## Directive
Locate every line in the records below that contains the word "transparent", and copy each of those lines in full.

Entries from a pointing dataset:

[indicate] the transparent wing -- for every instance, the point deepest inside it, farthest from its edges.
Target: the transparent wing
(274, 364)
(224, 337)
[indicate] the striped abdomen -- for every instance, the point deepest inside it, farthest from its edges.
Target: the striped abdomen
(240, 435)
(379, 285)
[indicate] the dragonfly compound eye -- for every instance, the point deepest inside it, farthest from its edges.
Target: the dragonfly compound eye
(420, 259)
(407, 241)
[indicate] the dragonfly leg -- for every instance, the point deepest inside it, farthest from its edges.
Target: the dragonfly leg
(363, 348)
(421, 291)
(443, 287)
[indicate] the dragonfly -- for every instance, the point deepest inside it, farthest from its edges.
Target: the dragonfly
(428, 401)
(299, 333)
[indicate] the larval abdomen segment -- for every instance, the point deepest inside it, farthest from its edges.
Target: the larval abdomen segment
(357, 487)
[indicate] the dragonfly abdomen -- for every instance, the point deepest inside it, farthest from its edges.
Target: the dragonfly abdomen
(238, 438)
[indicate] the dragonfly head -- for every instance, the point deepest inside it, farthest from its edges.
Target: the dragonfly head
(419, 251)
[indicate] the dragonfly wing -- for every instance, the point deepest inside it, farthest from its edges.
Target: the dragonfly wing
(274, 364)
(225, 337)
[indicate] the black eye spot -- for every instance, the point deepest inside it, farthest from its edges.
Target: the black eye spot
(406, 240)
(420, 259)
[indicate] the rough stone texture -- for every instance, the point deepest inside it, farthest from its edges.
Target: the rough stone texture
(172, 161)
==
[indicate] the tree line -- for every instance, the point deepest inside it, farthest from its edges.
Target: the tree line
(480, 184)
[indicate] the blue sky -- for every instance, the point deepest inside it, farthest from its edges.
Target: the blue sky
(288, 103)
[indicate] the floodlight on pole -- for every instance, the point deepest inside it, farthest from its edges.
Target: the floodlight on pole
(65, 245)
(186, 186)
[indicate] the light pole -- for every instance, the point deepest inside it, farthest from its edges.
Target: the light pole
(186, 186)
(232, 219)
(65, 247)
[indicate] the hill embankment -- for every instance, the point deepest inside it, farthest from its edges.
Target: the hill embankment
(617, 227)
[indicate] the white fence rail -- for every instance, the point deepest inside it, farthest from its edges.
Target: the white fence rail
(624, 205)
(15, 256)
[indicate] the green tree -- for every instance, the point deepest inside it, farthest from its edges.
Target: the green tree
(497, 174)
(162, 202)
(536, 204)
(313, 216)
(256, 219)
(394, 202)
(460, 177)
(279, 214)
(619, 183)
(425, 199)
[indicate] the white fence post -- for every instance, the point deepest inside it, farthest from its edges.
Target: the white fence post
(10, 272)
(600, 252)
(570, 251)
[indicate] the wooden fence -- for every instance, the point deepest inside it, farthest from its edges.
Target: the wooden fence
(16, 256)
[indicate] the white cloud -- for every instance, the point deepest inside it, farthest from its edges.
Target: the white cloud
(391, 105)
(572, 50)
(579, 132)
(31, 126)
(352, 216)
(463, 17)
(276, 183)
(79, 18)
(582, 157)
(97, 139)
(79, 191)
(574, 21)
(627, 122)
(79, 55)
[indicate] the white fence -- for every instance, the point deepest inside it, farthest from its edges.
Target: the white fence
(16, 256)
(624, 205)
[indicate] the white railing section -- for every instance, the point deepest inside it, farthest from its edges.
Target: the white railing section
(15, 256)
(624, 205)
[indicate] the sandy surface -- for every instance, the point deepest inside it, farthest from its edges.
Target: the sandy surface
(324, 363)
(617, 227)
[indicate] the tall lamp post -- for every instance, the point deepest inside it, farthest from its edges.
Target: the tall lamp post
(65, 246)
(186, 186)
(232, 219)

## Solution below
[indicate] the transparent wing -- for every instance, the point deepest inside it, farthest from its edges.
Target: the transparent wing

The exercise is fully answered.